▸ **REQUIRED ACTIONS**
**a)** Answer these questions using the forum thread:
(i) Which three tools does GNU binutils include, according to the thread?
(ii) Which compiler does fuhsnn say the new compiler closely resembles?
(iii) In logicprog's final sentence, what does the criticism essentially feel like?
**b)** Please reproduce the forum thread word for word, from "It's really funny" to "it isn't perfect.".
**c)** Write the next part of the forum thread, picking up right after its final sentence.

▸ **TEXT**

##############################

3 comments

  • fuhsnn 2 hours ago

    Didn't see people mention this in the initial discussion, but despite not having access to internet, the agents actually had access to the source code of GNU binutils (has assembler, linker and readelf), and many C compilers (SDCC, PCC, chibicc, cproc, etc) in their working directory [1]. These are supposed to test compilation, but there's no way to prove that Claude didn't get crucial info from these projects.

    I also found the compiler to have uncanny resemblance with chibicc. With 30-ish edge cases[2] yielding the same behavior, it's hard to believe there's no influence of chibicc in its algorithms.

    [1] https://github.com/anthropics/claudes-c-compiler/blob/6f1b99...

    [2] https://github.com/anthropics/claudes-c-compiler/issues/232

  • logicprog 2 hours ago

    It's really funny how the goalposts shift over time. Before this happened, they would have all been into something that it was impossible for an agent swarm to do this. Now that it has happened, they're finding all the flaws with it, ignoring the trajectory of improvement over time, and insisting it isn't truly impressive just because it isn't perfect.

    Basically, every point they make feels like pointless nitpicking in order to be able to deny what's going on. It essentially feels like a cope.

##############################

▸ **DATA LISTING**
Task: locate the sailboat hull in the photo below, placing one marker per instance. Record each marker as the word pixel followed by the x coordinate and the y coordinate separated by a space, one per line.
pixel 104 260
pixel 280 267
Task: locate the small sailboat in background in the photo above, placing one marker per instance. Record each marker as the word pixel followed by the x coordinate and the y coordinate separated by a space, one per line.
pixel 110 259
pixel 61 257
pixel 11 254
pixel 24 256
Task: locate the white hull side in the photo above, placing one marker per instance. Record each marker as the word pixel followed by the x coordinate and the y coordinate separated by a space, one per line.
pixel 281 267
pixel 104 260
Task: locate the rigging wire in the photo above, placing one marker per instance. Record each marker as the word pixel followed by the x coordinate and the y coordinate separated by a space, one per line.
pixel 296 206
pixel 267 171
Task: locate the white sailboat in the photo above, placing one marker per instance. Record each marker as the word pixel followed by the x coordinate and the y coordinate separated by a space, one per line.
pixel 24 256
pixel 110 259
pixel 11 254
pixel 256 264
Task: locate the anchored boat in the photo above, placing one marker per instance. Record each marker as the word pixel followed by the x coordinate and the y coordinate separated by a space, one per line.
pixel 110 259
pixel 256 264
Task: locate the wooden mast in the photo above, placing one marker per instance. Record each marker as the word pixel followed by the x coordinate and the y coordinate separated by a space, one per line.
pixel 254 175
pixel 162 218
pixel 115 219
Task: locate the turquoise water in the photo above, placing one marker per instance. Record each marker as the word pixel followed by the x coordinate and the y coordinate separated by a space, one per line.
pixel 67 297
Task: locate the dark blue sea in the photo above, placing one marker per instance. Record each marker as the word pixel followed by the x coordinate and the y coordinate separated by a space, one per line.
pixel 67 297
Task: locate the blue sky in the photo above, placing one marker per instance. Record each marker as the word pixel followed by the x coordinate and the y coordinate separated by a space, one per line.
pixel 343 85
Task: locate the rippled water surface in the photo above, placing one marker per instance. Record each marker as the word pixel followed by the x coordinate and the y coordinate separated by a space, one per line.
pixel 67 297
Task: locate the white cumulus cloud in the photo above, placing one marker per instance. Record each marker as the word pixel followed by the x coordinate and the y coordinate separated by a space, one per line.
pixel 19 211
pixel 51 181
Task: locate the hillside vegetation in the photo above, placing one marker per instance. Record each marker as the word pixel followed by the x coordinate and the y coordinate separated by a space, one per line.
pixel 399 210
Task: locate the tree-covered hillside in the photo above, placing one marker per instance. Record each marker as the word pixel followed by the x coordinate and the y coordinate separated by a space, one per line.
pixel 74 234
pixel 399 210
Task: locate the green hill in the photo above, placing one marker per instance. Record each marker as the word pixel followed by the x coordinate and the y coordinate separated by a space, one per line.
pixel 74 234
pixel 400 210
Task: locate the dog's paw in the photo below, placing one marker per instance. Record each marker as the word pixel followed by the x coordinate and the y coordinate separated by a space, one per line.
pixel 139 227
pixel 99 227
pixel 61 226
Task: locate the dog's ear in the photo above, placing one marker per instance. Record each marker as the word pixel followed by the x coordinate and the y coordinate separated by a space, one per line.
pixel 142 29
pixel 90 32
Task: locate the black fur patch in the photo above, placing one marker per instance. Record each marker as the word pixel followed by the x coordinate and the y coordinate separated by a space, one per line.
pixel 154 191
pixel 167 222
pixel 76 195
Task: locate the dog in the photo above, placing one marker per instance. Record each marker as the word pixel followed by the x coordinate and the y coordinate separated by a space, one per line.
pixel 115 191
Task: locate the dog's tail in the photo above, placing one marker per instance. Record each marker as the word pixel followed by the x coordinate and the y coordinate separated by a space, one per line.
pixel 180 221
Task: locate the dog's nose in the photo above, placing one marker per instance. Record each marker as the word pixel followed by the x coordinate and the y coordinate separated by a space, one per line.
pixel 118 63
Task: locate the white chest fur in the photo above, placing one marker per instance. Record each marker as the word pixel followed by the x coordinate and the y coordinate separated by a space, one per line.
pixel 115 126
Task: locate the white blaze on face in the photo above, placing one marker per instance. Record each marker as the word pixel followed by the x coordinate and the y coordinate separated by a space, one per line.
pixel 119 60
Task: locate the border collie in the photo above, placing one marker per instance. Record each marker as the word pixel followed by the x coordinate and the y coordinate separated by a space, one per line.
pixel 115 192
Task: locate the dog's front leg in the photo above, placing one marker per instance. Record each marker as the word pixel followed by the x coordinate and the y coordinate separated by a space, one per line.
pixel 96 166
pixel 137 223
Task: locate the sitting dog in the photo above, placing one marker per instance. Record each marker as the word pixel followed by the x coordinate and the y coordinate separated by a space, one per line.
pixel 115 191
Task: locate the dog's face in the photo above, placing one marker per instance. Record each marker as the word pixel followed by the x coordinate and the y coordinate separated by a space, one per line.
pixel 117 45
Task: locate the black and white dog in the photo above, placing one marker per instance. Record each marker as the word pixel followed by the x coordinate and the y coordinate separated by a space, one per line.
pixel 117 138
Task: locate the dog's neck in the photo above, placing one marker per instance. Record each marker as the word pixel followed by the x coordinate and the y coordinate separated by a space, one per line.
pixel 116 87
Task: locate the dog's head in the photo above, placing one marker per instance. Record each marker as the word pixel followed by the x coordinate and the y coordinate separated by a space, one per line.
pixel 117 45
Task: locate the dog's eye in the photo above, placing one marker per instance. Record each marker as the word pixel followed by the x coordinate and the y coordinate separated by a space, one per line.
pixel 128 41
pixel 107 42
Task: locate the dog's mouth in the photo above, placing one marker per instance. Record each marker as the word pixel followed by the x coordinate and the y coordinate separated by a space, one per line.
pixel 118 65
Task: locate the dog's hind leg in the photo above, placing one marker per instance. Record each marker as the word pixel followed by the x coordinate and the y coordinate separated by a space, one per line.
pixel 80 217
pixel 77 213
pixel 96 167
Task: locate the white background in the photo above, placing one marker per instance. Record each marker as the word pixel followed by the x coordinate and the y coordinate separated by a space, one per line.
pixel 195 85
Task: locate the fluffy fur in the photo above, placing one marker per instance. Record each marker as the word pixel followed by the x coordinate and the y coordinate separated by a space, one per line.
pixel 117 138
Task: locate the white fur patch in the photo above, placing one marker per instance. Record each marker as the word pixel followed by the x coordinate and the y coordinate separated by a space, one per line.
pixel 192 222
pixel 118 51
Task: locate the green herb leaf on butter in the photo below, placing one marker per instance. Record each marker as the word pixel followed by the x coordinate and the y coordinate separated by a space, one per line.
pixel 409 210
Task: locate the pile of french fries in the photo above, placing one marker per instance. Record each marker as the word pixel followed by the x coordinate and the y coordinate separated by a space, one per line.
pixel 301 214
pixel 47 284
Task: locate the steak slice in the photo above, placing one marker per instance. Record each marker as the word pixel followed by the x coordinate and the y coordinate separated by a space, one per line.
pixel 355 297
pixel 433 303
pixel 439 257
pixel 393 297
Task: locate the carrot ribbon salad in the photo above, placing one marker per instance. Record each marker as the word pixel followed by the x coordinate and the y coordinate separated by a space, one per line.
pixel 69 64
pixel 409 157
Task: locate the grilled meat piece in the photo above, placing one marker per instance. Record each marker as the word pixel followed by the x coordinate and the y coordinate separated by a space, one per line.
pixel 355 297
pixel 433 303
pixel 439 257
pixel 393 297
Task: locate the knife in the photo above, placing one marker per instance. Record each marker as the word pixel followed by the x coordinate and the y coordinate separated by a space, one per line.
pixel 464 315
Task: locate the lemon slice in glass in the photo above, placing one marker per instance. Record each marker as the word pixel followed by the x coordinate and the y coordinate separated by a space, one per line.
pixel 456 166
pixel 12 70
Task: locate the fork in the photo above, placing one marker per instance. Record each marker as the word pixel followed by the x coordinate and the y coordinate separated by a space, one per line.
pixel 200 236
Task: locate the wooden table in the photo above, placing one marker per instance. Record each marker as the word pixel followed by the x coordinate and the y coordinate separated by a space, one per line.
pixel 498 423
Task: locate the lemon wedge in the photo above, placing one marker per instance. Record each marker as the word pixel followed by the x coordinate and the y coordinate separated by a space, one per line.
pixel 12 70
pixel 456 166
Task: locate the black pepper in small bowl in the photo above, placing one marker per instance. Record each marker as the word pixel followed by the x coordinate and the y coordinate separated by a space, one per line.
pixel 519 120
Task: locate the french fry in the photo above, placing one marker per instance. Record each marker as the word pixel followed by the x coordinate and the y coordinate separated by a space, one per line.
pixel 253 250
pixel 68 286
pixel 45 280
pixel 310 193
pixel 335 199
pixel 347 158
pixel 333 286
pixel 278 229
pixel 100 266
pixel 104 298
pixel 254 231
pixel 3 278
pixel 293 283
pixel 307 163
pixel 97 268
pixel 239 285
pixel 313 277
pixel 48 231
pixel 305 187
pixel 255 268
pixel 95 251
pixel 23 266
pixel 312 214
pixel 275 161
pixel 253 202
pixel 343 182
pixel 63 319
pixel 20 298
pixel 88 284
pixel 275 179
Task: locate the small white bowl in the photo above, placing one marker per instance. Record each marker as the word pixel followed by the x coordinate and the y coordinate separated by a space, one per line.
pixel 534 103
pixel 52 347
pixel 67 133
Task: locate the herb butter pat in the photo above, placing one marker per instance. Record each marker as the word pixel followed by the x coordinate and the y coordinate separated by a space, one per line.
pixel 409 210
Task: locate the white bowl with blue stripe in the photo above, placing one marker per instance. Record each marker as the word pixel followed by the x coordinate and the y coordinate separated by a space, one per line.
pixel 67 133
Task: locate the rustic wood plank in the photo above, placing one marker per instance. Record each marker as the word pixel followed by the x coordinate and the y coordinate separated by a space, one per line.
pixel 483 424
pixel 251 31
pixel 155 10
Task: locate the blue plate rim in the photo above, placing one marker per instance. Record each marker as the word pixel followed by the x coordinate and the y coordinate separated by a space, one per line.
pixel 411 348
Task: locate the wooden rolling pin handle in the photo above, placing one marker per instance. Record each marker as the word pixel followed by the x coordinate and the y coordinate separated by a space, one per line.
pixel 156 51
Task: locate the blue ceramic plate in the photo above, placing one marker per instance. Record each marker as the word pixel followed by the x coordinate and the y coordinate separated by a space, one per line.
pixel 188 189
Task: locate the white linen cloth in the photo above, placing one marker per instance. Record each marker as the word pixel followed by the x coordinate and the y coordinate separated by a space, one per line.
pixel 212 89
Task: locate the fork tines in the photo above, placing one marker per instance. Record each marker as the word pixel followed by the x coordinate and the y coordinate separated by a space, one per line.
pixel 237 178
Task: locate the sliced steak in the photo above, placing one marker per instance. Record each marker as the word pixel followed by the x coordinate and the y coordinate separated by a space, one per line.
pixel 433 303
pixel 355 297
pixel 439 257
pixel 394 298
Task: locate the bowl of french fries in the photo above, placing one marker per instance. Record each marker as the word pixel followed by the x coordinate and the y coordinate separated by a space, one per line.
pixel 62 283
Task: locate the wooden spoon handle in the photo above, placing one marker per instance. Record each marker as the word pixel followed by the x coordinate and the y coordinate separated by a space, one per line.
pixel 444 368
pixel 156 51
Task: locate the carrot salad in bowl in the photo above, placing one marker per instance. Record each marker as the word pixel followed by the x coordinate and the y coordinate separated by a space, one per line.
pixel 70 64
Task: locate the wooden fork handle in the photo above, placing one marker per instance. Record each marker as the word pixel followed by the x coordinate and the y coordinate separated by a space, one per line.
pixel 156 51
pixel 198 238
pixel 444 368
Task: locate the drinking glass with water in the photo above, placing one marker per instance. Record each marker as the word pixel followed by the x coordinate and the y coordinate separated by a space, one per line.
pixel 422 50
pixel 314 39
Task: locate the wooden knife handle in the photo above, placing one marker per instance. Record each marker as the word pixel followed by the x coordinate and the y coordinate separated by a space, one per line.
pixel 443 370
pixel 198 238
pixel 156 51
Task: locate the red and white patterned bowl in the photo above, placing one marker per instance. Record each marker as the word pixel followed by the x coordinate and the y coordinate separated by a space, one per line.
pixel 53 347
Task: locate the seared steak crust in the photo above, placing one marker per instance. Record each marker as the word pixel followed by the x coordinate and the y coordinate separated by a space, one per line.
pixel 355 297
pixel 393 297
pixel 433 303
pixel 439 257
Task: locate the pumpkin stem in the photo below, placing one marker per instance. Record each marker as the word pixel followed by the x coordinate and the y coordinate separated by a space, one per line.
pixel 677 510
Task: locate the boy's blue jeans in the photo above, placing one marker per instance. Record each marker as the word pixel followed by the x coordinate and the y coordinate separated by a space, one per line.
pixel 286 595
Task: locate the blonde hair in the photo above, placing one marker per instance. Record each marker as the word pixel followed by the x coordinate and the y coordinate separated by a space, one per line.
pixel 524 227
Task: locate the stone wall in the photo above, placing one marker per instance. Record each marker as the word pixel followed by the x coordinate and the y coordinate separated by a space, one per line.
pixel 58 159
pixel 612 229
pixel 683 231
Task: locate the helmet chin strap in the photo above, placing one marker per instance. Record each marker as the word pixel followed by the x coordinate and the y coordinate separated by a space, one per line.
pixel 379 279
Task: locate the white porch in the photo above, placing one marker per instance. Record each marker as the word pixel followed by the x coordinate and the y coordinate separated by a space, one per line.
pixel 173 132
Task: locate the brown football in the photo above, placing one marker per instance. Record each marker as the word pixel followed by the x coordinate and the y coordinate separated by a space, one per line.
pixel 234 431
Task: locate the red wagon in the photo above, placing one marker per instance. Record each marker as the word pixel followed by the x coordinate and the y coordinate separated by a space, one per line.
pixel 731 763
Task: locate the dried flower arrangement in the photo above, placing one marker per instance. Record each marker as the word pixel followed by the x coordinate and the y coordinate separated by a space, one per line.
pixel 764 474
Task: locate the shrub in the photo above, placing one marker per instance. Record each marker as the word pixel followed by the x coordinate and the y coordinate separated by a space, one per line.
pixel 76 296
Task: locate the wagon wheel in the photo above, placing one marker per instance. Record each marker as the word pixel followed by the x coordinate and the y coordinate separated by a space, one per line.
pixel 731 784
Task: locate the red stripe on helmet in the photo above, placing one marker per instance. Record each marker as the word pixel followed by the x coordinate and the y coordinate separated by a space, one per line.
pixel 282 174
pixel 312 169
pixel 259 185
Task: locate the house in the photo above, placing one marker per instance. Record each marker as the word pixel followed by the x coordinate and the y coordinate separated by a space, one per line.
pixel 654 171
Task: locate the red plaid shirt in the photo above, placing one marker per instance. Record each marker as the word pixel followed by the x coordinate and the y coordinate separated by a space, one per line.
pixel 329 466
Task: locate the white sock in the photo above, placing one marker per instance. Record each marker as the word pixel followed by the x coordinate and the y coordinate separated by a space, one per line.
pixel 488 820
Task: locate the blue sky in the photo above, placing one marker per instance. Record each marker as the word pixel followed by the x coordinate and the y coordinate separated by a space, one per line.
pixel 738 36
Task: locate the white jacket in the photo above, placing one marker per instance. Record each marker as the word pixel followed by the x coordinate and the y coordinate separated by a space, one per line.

##############################

▸ **RESPONSES IN ORDER**
**a)**
(i) An assembler, a linker and readelf.
(ii) chibicc.
(iii) A cope.

**b)**
It's really funny how the goalposts shift over time. Before this happened, they would have all been into something that it was impossible for an agent swarm to do this. Now that it has happened, they're finding all the flaws with it, ignoring the trajectory of improvement over time, and insisting it isn't truly impressive just because it isn't perfect.

**c)**
    The argument that the model depended on extensive test suites and a custom harness doesn't really hold up to me, because that harness was just a simple hack to gather version of concepts that people experimenting with Ralph loops and agent swarms and agent orchestrators have been doing for a while now, which would be easy to build and out of the box generalized solution to, since very little the actual harness was custom to the project itself.

    Similarly, the argument that this only worked because of extensive test suites, including torture testing, doesn't really make sense to me because like, because like we have a long tradition of systems that can provide that kind of test suite to specify any product you want to produce, from BDD to PBT to DST, and the blog post explicitly acknowledges that the point of this is sort of to show that the job of software engineers from now on might end up be coming about specifying a problem sufficiently instead of directly writing the code that achieves it; and even that would vastly change the entire industry.

    Similarly, I find it very funny that even this article is forced to admit that the code is of pretty solid quality, even if it isn't as beautiful or elegant as something a rust expert might write (and it's always easy to criticize code quality from the peanut gallery, so I take that point with a grain of salt).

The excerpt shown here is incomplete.